Objective ::
Copy every one of the following records verbatim.

Supplied records ::
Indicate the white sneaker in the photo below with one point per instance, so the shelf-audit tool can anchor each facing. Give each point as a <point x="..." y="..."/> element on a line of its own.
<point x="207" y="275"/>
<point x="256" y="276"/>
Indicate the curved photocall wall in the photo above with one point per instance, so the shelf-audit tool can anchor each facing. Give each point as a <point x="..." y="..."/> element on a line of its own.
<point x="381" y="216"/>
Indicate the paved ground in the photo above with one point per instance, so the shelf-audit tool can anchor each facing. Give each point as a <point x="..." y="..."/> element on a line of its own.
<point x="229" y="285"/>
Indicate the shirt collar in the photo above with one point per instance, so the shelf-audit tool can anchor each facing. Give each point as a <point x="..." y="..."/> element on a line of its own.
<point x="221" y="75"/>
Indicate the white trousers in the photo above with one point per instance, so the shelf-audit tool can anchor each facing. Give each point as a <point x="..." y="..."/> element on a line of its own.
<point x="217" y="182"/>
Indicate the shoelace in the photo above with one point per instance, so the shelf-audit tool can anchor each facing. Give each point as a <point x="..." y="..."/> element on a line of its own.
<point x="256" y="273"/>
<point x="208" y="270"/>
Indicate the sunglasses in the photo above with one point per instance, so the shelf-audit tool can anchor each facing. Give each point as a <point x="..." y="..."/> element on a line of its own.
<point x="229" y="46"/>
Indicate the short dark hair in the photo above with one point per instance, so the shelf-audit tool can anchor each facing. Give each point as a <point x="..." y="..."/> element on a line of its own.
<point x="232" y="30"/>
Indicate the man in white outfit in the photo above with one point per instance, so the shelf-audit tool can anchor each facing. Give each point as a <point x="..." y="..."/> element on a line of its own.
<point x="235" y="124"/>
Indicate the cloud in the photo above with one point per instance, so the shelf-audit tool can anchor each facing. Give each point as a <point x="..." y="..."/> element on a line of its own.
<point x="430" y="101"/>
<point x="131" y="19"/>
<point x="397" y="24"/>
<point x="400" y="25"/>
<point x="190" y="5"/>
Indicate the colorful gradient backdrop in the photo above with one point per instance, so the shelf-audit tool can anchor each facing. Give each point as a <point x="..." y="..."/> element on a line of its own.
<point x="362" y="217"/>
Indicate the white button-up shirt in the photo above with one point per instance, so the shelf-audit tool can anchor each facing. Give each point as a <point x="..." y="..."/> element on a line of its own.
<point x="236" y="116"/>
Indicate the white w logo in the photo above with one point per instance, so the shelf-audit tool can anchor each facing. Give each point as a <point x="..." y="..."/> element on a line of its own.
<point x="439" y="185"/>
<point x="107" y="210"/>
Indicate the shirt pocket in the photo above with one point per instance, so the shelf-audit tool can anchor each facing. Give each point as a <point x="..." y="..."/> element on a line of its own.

Answer to this task ::
Indicate the white sneaker in the photo below with one point per instance, so the shelf-audit tool can anchor each facing. Give each point as a <point x="..." y="..."/> element on a line of its own.
<point x="207" y="275"/>
<point x="256" y="276"/>
Indicate the curved photocall wall in the photo above with one point per instance, so the shelf-audit tool can anchor each facing. Give each point as a <point x="..." y="..."/> element on a line of its own.
<point x="381" y="216"/>
Indicate the paved ground in the photo above with one point per instance, so the shelf-audit tool can anchor each facing. Give each point as a <point x="..." y="..."/> element on a line of its own.
<point x="229" y="285"/>
Indicate the shirt collar in the photo above with one point per instance, so the shelf-audit tool can anchor each facing. Give each point as a <point x="..." y="..."/> element on a line of its own.
<point x="221" y="75"/>
Indicate the white trousers in the photo above with one point per instance, so the shelf-audit tool can anchor each facing. Give each point as a <point x="..." y="..."/> element on a line of its own.
<point x="217" y="182"/>
Indicate the shoelace in the photo above with one point per instance, so the shelf-audit tool can anchor each facing. Give each point as a <point x="..." y="..."/> element on a line of its own.
<point x="256" y="273"/>
<point x="208" y="270"/>
Indicate the sunglasses in the photo above with one point per instance, so the shelf-audit tool can anchor each facing. Give each point as a <point x="..." y="..."/> element on a line of its own.
<point x="229" y="46"/>
Indicate the short dark hair in the photo above with one point per instance, so the shelf-audit tool can anchor each facing. Give each point as a <point x="..." y="..."/> element on a line of its own.
<point x="232" y="30"/>
Indicate the man in white outfit in the photo above with one point per instance, so the shelf-audit tool can anchor each facing. Give each point as a <point x="..." y="..."/> element on a line of its own.
<point x="235" y="124"/>
Indicate the cloud in the photo above with one point per instance, so the shelf-audit tool can anchor each facing. Give each point as a <point x="..." y="..."/> element on a line of its own.
<point x="430" y="101"/>
<point x="131" y="19"/>
<point x="397" y="24"/>
<point x="400" y="25"/>
<point x="190" y="5"/>
Indicate the colorful gradient backdrop in the photo above with one point per instance, so the shelf-audit tool can anchor each facing. Give each point as a <point x="..." y="..."/> element on a line of its own.
<point x="362" y="217"/>
Indicate the white button-up shirt in the photo above with one point per instance, so the shelf-audit tool can anchor each facing. Give each point as a <point x="..." y="..."/> element on a line of its own.
<point x="236" y="116"/>
Indicate the white w logo in the photo above with one point per instance, so the shelf-audit tool can anchor each facing. Give each point as a <point x="..." y="..."/> element on a line of its own.
<point x="439" y="185"/>
<point x="107" y="210"/>
Indicate the shirt pocket in the photo above with one point per instance, so the shelf-audit tool can anchor each facing. Give each point as a <point x="..." y="..."/> element on a line of its own.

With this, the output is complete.